Selected extract START

“If we will be quiet and ready enough, we shall find compensation in every disappointment.”
∼Henry David Thoreau
Hi friends! Today’s post is a departure from my usual focus on Scotland. Instead, I want to write about my trip to Florida with my sister this past week. So with that said…
Sometimes you win. Sometimes you lose. For me and my dear, long-distance sister S, this past week was a bit of a loss.
S and I started going on “adventures” several years ago. They are not really adventures in the truest sense of the word, they’re really just sister get-a-ways. But that’s what we call them. Our adventures have taken us to the coast of South Carolina, the mountains of Tennessee, to destinations in the Great Appalachian Valley, and this past week, to the Gulf Coast of Florida.
For months we had anticipated our beautiful Emerald Coast vacation. The area is a favorite spot for me and Mr. C and I was so excited to share it with my sister who had never been to Florida. I purchased our flights, reserved our rental car, and booked a stay in a cute townhome that Mr. C and I had rented in the past. Everything was all set. We were excited and anxious for our week of sisterly seaside bliss.
We had no idea the disappointment that lay ahead.
Instead of enjoying the soothing sounds of surf and seabirds, we ended up being treated to a solid week of a gutting/renovation project of the townhome next door. To be fair, the property owner did tell me about the construction. However, the foreman had assured her that they had finished with the noisy stuff. They lied. Every single day from 7:45 am until 5:30 pm…WHACK, BANG, WHIR, SAW, HUM, BUZZ, SLAM!! Because the two homes are attached, there were moments our apartment actually shook from the brute force of the men at work. We couldn’t spend time on our decks during the day or even leave our slider open because the cacophony of the construction was so intrusive. I have never in my life been so stressed on vacation or ready to go home early! We notified our landlord, of course, and she sincerely apologized and kindly offered a discount to help ease the pain. She was every bit as frustrated as we were. I wanted to be an adult about it because sometimes you-know-what just happens and there’s not a damn thing you can do but try to make the best of it. And I totally get that it’s insignificant in the grand scheme of things. The world has much bigger problems than our vacation woes. But I was angry at the situation nonetheless. As I write this, I’m still angry.
My bond with S was born out of a rather catastrophic experience. Eight years ago, while visiting me for the first time (and on her first vacation in years), she suffered a terrible fall that landed her flat on her back between my car and the curb. Within half an hour, we were in the E.R., and by 8 am the following morning, she was in surgery for a devastating pilon fracture of her tibia. S spent the next few days in the hospital in a hometown, not her own and in a state of grogginess from the hardcore pain medication. Even today, she cannot remember key details of the experience that I have related to her.
Disappointment, sadness, stress, and fear were just some of the emotions that we both faced in the days after. First, of course, the utter disappointment of interrupted plans and the sadness of seeing her in such agony. I stressed about how I would care for her in my wheelchair unequipped home, and she worried about her loss of independence. We feared not knowing how quickly she would heal and how she was going to be able to continue to work to pay her bills and how she would care for her two small children. I wasn’t even sure how Mr. C and I were going to get her home. There were more than a few tears shed during that time.

Selected extract END
Supplied records START

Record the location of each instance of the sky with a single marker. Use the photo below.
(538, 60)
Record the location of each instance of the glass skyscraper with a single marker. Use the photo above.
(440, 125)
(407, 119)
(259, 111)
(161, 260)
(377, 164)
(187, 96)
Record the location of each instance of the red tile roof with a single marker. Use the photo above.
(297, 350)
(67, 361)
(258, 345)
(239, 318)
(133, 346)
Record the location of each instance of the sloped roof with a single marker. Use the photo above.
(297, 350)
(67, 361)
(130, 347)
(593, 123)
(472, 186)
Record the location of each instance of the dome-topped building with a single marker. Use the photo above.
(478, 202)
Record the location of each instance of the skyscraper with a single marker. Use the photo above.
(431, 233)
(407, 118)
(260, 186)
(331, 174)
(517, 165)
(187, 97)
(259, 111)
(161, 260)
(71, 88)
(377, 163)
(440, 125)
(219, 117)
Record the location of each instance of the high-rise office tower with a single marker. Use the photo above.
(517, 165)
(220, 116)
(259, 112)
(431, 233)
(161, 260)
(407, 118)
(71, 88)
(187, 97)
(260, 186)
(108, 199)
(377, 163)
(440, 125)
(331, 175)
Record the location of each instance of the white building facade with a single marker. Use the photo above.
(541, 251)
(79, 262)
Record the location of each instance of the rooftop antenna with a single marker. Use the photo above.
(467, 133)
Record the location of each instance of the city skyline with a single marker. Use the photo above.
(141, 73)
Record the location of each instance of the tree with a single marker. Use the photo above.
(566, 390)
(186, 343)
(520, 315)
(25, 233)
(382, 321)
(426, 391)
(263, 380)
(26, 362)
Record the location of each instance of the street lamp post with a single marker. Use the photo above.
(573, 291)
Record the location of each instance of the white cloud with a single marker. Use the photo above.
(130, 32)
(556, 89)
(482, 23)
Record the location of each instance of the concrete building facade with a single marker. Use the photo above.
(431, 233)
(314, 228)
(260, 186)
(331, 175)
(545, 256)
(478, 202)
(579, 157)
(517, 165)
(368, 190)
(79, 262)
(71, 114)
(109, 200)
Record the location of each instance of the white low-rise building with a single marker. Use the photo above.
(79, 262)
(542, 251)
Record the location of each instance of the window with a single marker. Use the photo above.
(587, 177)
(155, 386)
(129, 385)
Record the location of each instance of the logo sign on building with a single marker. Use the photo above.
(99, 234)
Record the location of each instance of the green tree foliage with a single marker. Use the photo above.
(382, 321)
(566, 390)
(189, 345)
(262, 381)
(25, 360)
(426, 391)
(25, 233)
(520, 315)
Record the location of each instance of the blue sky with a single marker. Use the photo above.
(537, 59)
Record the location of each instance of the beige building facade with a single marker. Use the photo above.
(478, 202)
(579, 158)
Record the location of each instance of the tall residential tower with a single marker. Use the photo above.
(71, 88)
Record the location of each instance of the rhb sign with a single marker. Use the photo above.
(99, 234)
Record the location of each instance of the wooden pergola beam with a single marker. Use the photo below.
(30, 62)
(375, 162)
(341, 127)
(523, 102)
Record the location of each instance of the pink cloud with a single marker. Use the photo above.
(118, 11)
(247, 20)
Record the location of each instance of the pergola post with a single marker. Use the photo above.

Supplied records END

■ **Task to carry out**:
Answer these about the Florida trip post:
1. Which coast of Florida did the sisters visit this past week?
2. Between what hours did the construction next door run each day?
3. What injury required S to have surgery eight years ago?

■ **Response to the task**:
1. The Gulf Coast.
2. From 7:45 am until 5:30 pm.
3. A pilon fracture of her tibia.